PAGE TEXT:
Sunday, March 2, 2008

For a later week...

Lipo: First and Second Manifestos
Francois Le Lionnais

In defining "Potential Literature," Francois Le Lionnais questions the assumption that art is the product of a singular "inspired" vision. By contrast, the Oulipian aesthetic foregrounds the constraints implicit in all works of art, opening up new means of creation and a way of reclaiming works of the past through a form of "literary prosthesis."

First Manifesto

Let's open a dictionary to the words "Potential Literature." We find absolutely nothing. Annoying lacuna. What follows is intended, if not to impose a definition, at least to propose a few remarks, simple hors d'oeuvres meant to assuage the impatience of the starving multitudes until the arrival of the main dish, which will be prepared by people more worthy than myself.

Do you remember the polemic that accompanied the invention of language? Mystification, puerile fantasy, degeneration of the race and decline of the State, treason against Nature, attack on affectivity, criminal neglect of inspiration; language was accused of everything (without, of course, using language) at that time.

And the creation of writing, and grammar--do you think that that happened without a fight? The truth is that the Quarrel of the Ancients and the Moderns is permanent. It began with Zinjanthropus (a million seven hundred and fifty thousand years ago) and will end only with humanity--or perhaps the mutants who succeed us will take up the cause. A Quarrel, by the way, very badly named. Those who are called the Ancients are often the stuffy old descendants of those who in their own day were Moderns; and the latter, if they came back among us, would in many cases take sides with the innovators and renounce their all too faithful imitators.

Potential literature only represents a new rising of the sap in this debate.

DATA SECTION:
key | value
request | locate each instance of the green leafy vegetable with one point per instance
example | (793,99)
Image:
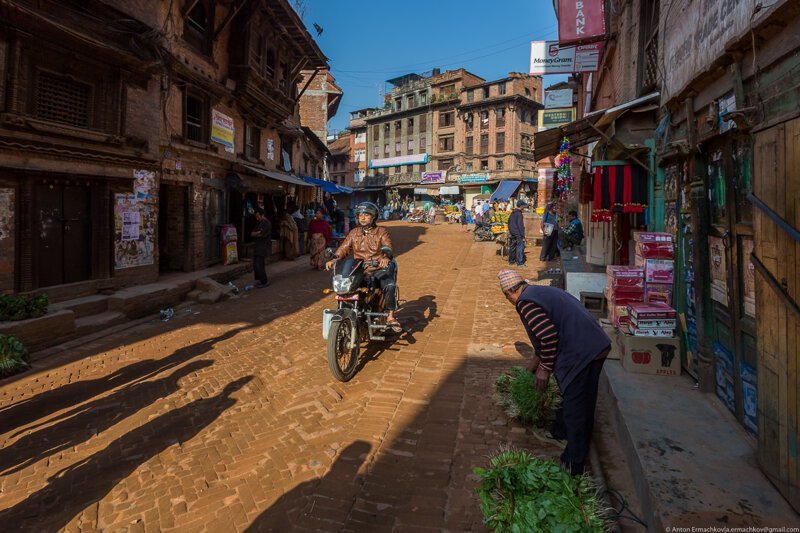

EXERCISE SET:
1 > According to the manifesto excerpt, with what did the Quarrel of the Ancients and the Moderns begin?
2 > List every charge the manifesto excerpt says was leveled against language when it was invented.
3 > Summarize the manifesto excerpt in two sentences.
This listing comes from a source unrelated to the manifesto excerpt.

WRITTEN ANSWERS:
1 > It began with Zinjanthropus, a million seven hundred and fifty thousand years ago.

2 >
- Mystification
- Puerile fantasy
- Degeneration of the race and decline of the State
- Treason against Nature
- Attack on affectivity
- Criminal neglect of inspiration

3 > Francois Le Lionnais questions the idea that art comes from a singular inspired vision and proposes remarks toward defining "Potential Literature," a term absent from the dictionary. He casts the Quarrel of the Ancients and the Moderns, seen in the fights over language, writing, and grammar, as permanent, and presents potential literature as a new rising of the sap in that debate.